## TEXTO FORNECIDO
────────────────────

Tive o privilégio de liderar o projeto da primeira aquisição da Resultados Digitais em 2018 quando debutamos a empresa na indústria de CRM (Customer Relationship Management, também conhecido como software de gestão comercial / vendas). Apesar de ter acompanhado de longe processos de aquisição quando fui gerente da Endeavor em Santa Catarina, estar na cadeira de comprador era algo novo e que exigiu bastante estudo e preparo.

Encontrei bastante material que fala sobre o tema, frequentemente publicado por empresas e profissionais do mercado de M&A (Mergers and Acquisitions, ou fusões e aquisições). No entanto, não encontrei quase nenhuma informação disponível para pequenas e médias empresas, que são alvo de compra de muitas gigantes – como IBM, TOTVS, Ambev e outras. Decidi, portanto, escrever sobre aquisições da perspectiva da parte vendedora de pequenas e médias empresas, que também configuram a maior parcela das empresas vendidas em número de transações absolutas.

────────────────────

## CONTEÚDO DOS DADOS
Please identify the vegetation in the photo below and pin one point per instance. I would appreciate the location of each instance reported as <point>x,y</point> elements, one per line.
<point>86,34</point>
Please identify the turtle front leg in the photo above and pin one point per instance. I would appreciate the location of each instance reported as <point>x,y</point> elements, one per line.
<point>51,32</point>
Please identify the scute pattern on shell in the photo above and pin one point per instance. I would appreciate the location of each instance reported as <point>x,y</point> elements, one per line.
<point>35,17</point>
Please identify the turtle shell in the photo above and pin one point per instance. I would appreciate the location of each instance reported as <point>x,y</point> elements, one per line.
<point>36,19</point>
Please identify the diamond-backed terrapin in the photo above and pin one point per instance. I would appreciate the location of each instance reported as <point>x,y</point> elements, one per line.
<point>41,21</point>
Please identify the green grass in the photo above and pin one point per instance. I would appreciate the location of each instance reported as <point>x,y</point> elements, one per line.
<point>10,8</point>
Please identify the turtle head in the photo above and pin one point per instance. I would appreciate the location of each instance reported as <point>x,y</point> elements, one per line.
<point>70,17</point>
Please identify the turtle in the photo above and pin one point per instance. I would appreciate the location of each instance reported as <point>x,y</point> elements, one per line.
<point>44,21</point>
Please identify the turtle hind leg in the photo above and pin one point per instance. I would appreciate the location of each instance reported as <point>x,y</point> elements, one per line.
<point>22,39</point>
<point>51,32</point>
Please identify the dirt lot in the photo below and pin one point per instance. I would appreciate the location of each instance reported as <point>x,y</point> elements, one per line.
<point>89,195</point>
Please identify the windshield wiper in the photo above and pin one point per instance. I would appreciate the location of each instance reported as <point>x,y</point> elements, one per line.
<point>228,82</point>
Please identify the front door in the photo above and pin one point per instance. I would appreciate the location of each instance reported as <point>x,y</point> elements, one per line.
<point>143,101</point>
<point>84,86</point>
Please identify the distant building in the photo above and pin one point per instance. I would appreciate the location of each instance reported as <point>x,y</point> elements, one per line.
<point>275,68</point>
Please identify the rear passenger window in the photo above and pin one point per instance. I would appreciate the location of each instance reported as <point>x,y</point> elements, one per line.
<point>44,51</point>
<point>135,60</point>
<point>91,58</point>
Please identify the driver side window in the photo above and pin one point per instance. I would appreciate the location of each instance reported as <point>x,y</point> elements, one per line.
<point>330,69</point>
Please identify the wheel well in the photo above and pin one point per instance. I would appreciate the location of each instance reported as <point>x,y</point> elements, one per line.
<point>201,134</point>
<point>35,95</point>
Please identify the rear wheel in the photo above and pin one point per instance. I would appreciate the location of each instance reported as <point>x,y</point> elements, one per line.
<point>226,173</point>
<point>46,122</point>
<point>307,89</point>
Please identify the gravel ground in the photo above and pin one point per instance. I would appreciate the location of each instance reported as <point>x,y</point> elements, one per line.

────────────────────

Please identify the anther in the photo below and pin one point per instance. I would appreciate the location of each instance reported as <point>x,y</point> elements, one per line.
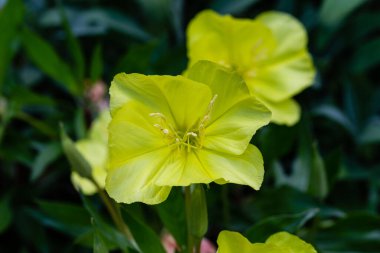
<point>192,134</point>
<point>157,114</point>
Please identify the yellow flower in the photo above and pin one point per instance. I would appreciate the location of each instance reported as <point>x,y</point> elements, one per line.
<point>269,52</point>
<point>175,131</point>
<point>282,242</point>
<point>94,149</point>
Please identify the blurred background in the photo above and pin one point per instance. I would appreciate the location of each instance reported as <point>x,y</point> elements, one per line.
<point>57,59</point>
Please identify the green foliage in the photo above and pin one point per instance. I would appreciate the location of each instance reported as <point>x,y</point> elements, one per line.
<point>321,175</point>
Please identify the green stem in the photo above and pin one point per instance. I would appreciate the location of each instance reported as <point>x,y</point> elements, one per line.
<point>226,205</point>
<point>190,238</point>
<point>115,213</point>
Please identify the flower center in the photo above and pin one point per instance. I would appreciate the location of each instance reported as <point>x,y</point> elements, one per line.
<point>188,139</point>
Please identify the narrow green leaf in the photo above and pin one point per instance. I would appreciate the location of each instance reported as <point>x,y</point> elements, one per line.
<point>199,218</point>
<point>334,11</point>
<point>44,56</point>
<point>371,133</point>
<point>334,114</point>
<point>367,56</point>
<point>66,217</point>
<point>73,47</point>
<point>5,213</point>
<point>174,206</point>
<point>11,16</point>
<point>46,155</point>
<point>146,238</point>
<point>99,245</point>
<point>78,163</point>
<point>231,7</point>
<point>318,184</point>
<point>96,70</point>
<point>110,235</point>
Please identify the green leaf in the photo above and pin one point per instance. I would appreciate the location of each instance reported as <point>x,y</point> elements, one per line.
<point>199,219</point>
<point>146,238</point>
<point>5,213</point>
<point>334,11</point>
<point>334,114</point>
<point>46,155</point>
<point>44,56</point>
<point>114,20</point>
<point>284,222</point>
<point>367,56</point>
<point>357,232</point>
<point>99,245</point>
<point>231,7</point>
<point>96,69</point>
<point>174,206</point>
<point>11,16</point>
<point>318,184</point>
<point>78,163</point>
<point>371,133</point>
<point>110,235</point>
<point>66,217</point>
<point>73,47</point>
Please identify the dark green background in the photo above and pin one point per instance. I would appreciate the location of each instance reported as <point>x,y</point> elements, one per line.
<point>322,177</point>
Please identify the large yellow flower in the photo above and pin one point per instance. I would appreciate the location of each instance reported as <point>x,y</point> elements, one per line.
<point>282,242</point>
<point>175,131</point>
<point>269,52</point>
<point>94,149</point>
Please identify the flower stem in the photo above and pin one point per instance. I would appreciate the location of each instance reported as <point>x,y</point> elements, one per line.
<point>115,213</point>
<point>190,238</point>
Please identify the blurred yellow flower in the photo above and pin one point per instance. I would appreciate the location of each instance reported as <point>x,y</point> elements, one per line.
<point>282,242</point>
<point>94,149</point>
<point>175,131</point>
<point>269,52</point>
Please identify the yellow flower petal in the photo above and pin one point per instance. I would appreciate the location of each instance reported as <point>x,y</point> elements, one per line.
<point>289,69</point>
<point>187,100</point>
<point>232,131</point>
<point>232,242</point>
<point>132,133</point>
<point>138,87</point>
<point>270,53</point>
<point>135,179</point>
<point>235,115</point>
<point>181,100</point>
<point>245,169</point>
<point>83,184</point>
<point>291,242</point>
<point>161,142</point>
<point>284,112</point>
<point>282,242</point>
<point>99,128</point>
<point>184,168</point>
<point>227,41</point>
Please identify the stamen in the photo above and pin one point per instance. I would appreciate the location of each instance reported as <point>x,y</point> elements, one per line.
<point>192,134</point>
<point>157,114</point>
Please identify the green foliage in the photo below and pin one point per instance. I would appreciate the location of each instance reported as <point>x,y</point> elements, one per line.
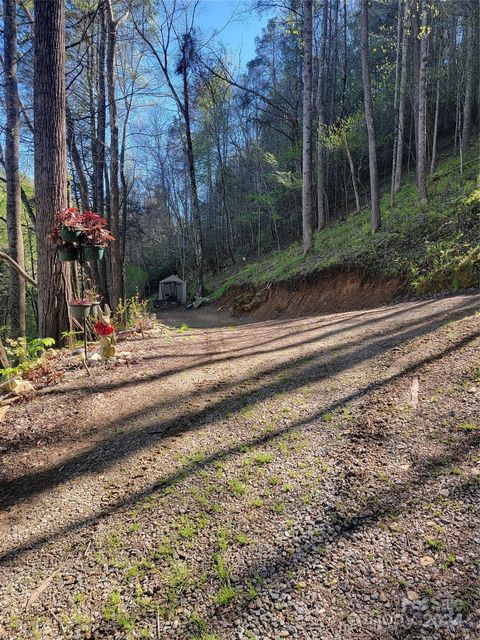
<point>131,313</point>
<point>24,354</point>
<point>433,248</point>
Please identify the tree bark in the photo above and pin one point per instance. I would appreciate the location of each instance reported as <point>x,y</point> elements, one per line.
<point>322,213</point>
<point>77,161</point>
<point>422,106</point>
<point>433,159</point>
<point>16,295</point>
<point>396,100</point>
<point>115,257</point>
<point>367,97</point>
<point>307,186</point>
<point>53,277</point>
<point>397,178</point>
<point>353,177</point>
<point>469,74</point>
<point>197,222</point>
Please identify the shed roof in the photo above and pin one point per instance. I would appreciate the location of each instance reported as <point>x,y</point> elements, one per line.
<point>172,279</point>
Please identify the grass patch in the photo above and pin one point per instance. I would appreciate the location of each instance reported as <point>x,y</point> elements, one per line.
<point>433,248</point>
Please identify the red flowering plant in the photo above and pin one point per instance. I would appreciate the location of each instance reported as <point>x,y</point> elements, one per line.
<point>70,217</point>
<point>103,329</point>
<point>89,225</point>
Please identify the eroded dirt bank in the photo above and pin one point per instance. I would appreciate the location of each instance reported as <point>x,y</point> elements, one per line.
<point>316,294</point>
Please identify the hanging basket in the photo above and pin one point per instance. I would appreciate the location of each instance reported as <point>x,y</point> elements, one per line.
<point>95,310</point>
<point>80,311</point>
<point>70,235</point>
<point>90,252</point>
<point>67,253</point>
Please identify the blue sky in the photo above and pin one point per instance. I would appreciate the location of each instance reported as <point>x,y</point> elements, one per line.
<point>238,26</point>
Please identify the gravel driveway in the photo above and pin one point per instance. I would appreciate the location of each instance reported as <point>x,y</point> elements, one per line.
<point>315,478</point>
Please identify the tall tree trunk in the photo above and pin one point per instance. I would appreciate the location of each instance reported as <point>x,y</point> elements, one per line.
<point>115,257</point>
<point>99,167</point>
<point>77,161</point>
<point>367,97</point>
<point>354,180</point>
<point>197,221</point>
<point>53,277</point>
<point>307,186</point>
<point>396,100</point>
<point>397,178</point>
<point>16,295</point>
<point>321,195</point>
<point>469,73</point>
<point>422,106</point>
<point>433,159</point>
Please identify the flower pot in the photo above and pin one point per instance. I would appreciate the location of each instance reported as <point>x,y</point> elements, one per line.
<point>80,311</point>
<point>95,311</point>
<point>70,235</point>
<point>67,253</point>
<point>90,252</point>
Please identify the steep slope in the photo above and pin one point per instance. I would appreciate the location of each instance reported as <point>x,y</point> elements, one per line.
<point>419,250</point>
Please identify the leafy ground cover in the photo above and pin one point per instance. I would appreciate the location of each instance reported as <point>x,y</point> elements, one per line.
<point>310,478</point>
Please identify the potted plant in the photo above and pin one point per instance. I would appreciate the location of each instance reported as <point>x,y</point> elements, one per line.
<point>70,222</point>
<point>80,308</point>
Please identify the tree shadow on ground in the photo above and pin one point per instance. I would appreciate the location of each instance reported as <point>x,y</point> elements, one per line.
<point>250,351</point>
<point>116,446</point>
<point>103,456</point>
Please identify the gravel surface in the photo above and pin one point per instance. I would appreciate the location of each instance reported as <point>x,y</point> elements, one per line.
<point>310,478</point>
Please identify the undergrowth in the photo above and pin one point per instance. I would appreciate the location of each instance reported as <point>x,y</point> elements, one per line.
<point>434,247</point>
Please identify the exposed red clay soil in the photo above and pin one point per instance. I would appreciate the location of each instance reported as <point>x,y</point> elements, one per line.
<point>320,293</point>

────────────────────

## DESCRIÇÃO DA TAREFA
Passe para o inglês esta frase do texto sobre aquisições: "Decidi, portanto, escrever sobre aquisições da perspectiva da parte vendedora de pequenas e médias empresas, que também configuram a maior parcela das empresas vendidas em número de transações absolutas."

## RESPOSTA ESCRITA
I therefore decided to write about acquisitions from the perspective of the selling side of small and medium-sized companies, which also make up the largest share of companies sold in terms of the absolute number of transactions.